Stored data entries:
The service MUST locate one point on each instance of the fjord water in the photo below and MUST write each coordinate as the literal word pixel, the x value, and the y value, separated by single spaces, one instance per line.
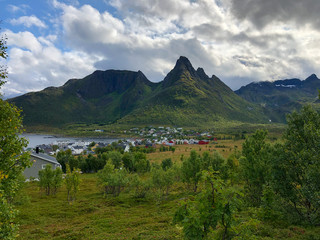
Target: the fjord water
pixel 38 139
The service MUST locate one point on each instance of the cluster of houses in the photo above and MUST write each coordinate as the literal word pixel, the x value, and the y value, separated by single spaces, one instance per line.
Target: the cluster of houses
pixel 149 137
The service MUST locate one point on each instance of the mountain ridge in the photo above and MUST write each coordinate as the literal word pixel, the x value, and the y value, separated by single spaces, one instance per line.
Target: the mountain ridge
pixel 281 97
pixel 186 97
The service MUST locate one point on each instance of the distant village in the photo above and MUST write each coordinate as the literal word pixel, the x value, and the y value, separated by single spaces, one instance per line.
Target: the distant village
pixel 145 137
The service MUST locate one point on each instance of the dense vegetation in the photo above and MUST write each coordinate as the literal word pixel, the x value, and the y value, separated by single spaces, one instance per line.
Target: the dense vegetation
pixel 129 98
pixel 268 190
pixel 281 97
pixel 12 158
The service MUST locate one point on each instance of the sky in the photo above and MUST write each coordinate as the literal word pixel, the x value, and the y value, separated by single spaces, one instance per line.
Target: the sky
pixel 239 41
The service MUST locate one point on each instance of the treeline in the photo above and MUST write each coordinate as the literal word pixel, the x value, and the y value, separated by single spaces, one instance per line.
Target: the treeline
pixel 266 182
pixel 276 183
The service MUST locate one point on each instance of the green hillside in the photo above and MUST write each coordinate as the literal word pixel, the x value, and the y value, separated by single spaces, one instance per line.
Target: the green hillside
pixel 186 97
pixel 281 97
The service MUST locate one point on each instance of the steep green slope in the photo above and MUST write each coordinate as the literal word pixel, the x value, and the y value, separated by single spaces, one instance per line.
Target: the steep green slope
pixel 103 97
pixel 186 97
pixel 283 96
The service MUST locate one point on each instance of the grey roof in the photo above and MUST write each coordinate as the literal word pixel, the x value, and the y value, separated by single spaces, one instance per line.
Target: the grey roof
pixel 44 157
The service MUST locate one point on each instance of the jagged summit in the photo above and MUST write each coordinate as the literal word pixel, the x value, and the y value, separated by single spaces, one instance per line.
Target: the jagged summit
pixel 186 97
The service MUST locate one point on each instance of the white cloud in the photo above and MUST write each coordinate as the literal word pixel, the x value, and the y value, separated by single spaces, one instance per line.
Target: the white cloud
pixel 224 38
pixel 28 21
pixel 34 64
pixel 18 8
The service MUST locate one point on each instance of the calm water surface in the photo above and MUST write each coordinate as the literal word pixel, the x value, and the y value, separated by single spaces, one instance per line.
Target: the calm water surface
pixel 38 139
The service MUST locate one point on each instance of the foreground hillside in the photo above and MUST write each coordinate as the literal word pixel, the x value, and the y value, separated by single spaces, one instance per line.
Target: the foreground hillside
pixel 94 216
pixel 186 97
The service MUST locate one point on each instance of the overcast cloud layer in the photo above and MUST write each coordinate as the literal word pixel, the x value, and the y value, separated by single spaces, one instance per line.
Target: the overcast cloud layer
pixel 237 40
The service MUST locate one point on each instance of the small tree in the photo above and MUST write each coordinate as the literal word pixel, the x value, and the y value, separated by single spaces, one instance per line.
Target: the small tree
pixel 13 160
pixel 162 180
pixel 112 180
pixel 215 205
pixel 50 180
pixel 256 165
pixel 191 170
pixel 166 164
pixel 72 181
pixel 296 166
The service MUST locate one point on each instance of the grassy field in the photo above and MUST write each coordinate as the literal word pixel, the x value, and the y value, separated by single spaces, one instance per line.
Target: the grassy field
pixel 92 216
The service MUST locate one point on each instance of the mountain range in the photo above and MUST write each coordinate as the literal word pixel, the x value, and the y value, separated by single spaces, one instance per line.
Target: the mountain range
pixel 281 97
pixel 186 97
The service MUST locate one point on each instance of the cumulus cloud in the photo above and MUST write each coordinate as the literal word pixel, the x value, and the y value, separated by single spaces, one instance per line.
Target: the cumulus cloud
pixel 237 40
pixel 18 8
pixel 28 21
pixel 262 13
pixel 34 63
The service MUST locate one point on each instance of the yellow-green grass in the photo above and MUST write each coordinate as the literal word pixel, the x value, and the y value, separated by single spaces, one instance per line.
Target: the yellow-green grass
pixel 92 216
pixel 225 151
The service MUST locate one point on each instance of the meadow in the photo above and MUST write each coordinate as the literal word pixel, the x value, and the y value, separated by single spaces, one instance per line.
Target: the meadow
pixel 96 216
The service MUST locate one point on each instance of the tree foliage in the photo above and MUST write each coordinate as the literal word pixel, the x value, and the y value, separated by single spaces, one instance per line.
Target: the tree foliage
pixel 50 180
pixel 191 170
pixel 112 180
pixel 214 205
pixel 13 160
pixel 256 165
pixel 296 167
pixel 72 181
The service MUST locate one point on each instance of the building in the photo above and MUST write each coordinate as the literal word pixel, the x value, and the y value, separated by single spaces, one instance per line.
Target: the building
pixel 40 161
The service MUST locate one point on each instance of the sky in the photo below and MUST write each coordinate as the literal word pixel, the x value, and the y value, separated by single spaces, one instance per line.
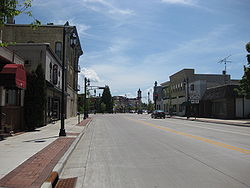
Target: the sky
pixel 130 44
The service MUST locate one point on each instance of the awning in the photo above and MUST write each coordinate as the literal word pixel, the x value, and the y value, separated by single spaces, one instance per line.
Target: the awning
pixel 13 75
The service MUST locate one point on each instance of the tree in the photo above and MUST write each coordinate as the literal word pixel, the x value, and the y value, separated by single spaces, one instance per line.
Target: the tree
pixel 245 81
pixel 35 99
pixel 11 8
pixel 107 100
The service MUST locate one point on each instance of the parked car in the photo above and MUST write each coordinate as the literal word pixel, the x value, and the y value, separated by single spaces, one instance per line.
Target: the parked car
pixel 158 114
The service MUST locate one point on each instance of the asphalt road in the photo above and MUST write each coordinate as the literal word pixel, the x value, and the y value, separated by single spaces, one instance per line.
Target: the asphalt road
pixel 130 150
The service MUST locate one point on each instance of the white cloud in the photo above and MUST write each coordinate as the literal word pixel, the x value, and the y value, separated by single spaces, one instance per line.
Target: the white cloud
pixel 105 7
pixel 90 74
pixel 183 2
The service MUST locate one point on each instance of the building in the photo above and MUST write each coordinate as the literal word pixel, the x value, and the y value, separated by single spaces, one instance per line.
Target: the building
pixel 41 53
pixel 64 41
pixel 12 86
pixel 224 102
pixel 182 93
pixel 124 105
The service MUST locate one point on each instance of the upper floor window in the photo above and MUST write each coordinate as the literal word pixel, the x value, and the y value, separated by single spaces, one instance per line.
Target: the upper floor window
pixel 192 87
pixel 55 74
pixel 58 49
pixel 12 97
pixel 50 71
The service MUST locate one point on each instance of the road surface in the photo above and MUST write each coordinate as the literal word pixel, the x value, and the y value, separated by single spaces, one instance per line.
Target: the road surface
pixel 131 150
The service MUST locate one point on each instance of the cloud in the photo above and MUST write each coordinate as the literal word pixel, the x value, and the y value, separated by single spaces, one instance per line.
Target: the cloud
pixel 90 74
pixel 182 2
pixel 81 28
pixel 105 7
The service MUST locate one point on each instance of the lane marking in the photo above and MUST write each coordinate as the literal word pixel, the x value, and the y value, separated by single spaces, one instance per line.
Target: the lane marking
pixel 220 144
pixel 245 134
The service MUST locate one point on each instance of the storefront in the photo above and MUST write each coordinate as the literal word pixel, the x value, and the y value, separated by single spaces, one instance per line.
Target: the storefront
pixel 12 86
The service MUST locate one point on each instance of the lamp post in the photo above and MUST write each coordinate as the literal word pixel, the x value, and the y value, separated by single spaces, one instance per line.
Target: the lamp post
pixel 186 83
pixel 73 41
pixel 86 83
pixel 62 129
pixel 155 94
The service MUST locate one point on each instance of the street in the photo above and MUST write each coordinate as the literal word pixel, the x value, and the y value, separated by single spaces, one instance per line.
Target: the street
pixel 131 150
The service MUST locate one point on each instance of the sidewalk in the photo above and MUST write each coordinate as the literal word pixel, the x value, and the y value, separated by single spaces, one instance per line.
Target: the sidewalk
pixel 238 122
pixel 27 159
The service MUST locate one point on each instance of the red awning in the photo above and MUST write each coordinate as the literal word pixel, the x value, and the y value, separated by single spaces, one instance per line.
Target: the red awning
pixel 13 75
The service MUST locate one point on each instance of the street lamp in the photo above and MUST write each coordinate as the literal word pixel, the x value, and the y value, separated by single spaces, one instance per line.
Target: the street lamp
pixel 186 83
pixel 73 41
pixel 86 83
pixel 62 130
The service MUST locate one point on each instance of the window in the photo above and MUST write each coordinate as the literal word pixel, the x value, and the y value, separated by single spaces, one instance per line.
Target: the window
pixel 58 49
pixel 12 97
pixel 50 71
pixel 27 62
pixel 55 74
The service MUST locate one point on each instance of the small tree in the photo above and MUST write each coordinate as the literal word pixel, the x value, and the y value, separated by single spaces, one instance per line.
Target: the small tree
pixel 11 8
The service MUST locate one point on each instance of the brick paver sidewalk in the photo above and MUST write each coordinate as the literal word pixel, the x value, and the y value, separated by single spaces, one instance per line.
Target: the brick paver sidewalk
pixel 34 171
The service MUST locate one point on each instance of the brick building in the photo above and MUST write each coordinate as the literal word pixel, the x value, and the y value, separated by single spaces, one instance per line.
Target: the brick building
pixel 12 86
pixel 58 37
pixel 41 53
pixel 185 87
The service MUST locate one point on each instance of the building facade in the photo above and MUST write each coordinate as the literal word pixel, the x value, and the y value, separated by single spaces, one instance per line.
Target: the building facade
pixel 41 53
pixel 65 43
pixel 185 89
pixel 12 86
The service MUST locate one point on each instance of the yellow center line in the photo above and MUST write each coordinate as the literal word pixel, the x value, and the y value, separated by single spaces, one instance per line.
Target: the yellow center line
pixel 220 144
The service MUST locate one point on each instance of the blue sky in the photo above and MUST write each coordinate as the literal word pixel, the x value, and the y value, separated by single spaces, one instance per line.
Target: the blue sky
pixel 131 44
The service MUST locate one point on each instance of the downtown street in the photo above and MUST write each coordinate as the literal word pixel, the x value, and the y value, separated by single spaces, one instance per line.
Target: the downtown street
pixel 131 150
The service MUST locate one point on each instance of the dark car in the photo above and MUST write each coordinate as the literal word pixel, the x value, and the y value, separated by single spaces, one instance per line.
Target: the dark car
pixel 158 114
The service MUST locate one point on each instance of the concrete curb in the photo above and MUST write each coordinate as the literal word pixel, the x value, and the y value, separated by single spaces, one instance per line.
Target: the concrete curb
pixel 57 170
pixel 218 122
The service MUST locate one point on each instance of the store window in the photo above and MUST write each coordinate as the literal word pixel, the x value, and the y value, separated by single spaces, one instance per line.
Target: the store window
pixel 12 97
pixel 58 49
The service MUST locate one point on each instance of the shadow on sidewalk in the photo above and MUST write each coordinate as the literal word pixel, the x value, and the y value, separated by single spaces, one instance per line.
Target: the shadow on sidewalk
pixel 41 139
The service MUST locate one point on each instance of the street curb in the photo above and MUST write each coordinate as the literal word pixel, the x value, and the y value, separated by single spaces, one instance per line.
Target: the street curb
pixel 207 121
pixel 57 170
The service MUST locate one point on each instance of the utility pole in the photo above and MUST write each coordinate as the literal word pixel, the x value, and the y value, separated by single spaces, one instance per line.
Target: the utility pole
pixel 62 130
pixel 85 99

#### [The request]
Edit everything from the line containing "of the distant" down to the line containing "pixel 145 137" by replacing "distant village" with "remote village" and leaving all else unchanged. Give back only those lines.

#### [Answer below]
The service MUST locate one point on each instance of the remote village in the photo above and MUST write each coordinate as the literal word pixel, the x value, and the y value, separated by single spaces, one instance per line.
Target: the remote village
pixel 145 137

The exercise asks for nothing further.